### Text block
* Start *
And I can’t help but agree which is why in 2016 I am going to speak a bit more fondly of plain old 2K in a camera if it gives something unique with the overall look and character (but only if it’s practical to use / ergonomic).
I’m concerned that Canon, Sony and indeed maybe RED’s whole sales pitch from here on is that “the more K the better”, and it risks really coming off the rails for sales. With film seemingly making a big come back as well, more and more top flight filmmakers are going for character over the latest digital ‘more is more’ approach.
“Sony’s colour space is not satisfying in the way the Alexa is” – Charters
In the interview, Rodney says that because Sony are a video company, their progress into the cinema world with the CineAlta range is a little compromised. Sony have a great depth of expertise in broadcast, TV and video acquisition. Cinematically however their colour is definitely the worst of the bunch. Arri, Red, Blackmagic and Canon all do it much better. If you need proof, just browse through the Rec.709 profiles on the Sony FS5 and FS7. They don’t look as bad as Sony’s first foray into large CMOS camcorders (think NEX-VG900) but they still have absolutely terrible rendering of warm tones and artificial lighting, making the white balance look as though its broken.
Again this needs S-LOG and a lot of work in post to put right. You can’t ‘just shoot’ and deliver, with the same kind of cinematic charm to colour that the Canon or Blackmagic cameras in the same price range have.
That’s why I am dying to check out the URSA Mini 4.6K and see how it compares to my Sony FS5 and 1D C. It could well be on my radar as a camera to buy if I keep having issues with my FS5.
* End *
### Objectives
A - Repeat word for word the stretch of the camera text that starts at the words "And I can’t" and ends after "is more’ approach.".
B - In the camera text, which camera is the writer eager to check out against the Sony FS5 and 1D C?
The lines have no connection to the camera text.

### Material
* Start *
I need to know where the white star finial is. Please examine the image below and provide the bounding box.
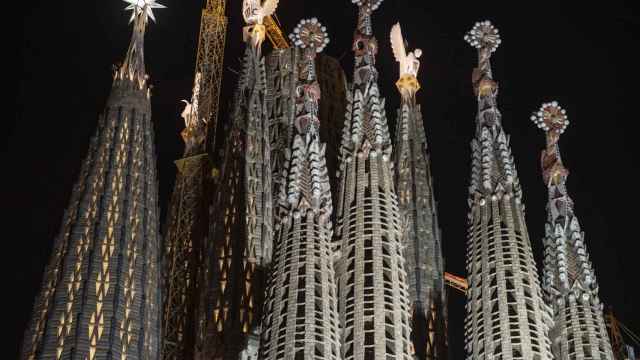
[123,0,166,22]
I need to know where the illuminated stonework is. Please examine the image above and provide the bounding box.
* End *
### Outputs by task
A -
And I can’t help but agree which is why in 2016 I am going to speak a bit more fondly of plain old 2K in a camera if it gives something unique with the overall look and character (but only if it’s practical to use / ergonomic).
I’m concerned that Canon, Sony and indeed maybe RED’s whole sales pitch from here on is that “the more K the better”, and it risks really coming off the rails for sales. With film seemingly making a big come back as well, more and more top flight filmmakers are going for character over the latest digital ‘more is more’ approach.

B - The URSA Mini 4.6K.